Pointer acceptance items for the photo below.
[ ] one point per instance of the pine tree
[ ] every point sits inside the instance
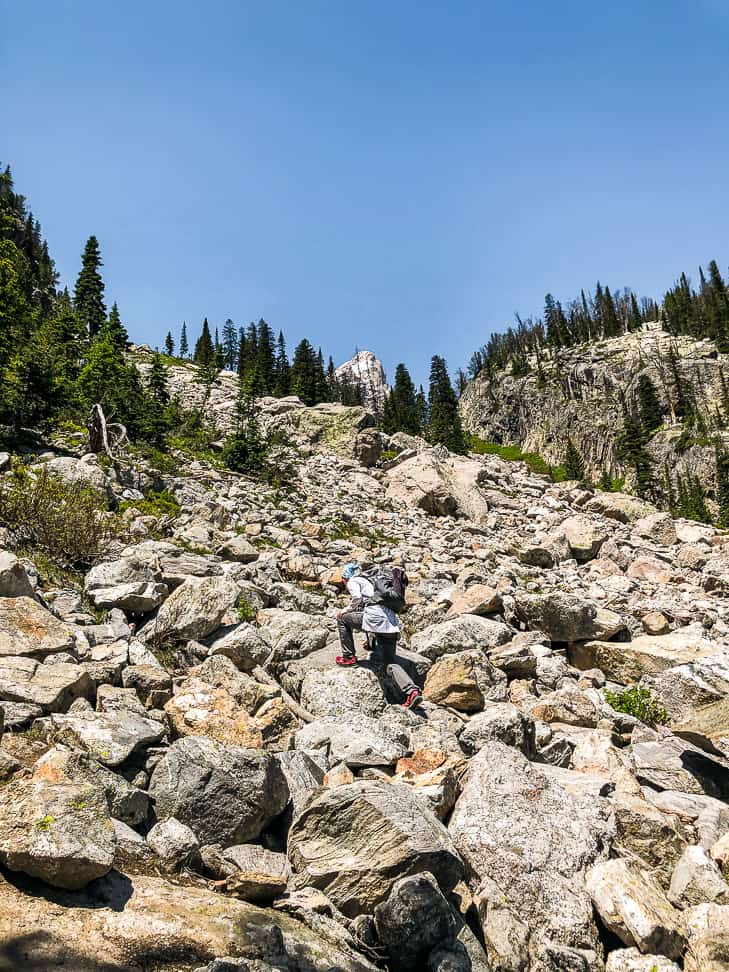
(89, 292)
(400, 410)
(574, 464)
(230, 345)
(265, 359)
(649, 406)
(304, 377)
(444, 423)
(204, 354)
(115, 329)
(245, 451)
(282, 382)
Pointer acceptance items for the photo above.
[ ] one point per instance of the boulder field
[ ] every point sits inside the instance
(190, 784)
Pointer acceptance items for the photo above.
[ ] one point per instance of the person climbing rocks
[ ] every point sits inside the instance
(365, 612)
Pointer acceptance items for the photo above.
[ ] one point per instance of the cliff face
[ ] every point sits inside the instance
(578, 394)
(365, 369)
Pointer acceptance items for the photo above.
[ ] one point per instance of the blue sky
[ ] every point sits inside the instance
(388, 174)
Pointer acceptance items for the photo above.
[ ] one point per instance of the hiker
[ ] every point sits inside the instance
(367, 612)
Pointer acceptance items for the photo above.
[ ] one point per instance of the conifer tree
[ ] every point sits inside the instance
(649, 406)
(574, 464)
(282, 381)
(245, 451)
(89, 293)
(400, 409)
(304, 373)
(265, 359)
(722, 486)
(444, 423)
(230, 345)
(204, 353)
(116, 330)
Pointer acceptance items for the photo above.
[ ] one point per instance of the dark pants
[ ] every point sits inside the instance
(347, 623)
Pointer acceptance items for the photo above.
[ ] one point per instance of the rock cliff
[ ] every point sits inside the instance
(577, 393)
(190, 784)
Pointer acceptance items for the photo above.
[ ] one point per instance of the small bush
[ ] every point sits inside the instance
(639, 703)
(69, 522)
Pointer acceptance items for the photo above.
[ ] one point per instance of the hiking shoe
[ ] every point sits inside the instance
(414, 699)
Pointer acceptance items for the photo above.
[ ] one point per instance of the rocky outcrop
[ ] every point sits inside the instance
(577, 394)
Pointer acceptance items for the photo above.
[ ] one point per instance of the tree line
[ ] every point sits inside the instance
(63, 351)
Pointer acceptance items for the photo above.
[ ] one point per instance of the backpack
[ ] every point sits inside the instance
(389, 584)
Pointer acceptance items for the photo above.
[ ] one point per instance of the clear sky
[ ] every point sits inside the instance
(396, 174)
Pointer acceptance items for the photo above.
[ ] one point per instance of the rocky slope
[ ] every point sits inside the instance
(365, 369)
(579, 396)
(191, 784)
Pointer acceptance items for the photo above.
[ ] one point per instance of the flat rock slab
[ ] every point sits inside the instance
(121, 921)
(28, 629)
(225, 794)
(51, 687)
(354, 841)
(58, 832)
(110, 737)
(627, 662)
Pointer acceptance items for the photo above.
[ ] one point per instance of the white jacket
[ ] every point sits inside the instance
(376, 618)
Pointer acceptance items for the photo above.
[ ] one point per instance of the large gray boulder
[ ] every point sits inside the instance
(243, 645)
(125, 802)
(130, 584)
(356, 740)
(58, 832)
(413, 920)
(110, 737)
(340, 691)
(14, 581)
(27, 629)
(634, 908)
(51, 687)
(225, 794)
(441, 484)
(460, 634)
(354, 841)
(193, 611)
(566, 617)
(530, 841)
——
> Exercise aim: Copy out all of the data word for word. Do not carry over any picture.

> Complete response:
Pointer acceptance items for the photo below.
[ ] one point per instance of the pine tree
[ ] every point sits inside the instance
(89, 292)
(400, 410)
(574, 464)
(230, 345)
(265, 359)
(649, 406)
(304, 377)
(444, 423)
(204, 354)
(115, 329)
(245, 451)
(282, 382)
Pointer acceptance items for the photo above.
[ ] one point per instance of the boulder field
[ ] every point sits inside the instance
(190, 784)
Pointer acceptance items for the photo above.
[ ] one point per instance of the person climbing rocks
[ ] every point sits inside the instance
(365, 612)
Pointer acceptance items for the photo above.
[ ] one point per instance of the cliff face
[ ] every point sits inside the instance
(578, 394)
(365, 369)
Pointer acceptance items for the photo above.
[ ] one point per instance of the blue sky
[ ] every point sits inside the instance
(388, 174)
Pointer acceptance items for the photo above.
[ ] one point per instance of the hiker
[ ] every point sits inside the instance
(367, 612)
Pointer acceptance items for the photo above.
[ ] one point per instance of the conifer tree
[ ] every point sits inside the instance
(649, 406)
(574, 464)
(282, 381)
(245, 451)
(89, 293)
(400, 409)
(304, 373)
(265, 359)
(722, 486)
(444, 423)
(230, 345)
(204, 353)
(116, 330)
Pointer acceptance items for the photo above.
[ ] one point per instance of the dark pants
[ ] every point sits inside the instance
(347, 623)
Pointer acceptance items for the photo above.
[ ] one point per instance of the rock cliff
[ ] every point sits inside the instance
(577, 393)
(190, 784)
Pointer acceptance items for the photo above.
[ ] one point per instance of the small bush
[ ] every point sits inside the instance
(639, 703)
(69, 522)
Pointer acceptance items for the photo above.
[ ] one point per instance of the hiking shoe
[ ] every point sits inside the instance
(414, 699)
Pointer acceptance items for the photo above.
[ ] one point per instance of the rocky outcrop
[ ] every point sits inside the instance
(577, 394)
Pointer acceptance items for the photo above.
[ ] one point per instance of the tree line
[ ] every point sits inside the instance
(63, 351)
Pointer acceptance items for the photo above.
[ ] one point per instance of the backpack
[ ] every point sits inside the instance
(389, 584)
Pointer acceptance items for the photo above.
[ ] one point per instance of the clear sky
[ ] every point sits inside the instance
(396, 174)
Pointer acceptance items for the photo above.
[ ] one point per instance of the rocky slope
[ ] every point sits inside the instance
(365, 369)
(579, 396)
(191, 784)
Pointer acceptance items for the photo above.
[ ] one point per instance of the flat rock slab
[ ] every point sits inside the instance
(121, 921)
(28, 629)
(225, 794)
(51, 687)
(354, 841)
(58, 832)
(110, 737)
(627, 662)
Pointer acceptance items for the photo above.
[ ] one point per instance of the white jacket
[ ] every point sits inside the instance
(376, 618)
Pointer acceptance items for the photo above.
[ ] one point per instance of the large gray boulder
[ ] every point sits inside the instance
(243, 645)
(125, 802)
(130, 584)
(356, 740)
(58, 832)
(413, 920)
(110, 737)
(340, 691)
(14, 581)
(27, 629)
(634, 908)
(51, 687)
(225, 794)
(441, 484)
(460, 634)
(354, 841)
(193, 611)
(566, 617)
(530, 841)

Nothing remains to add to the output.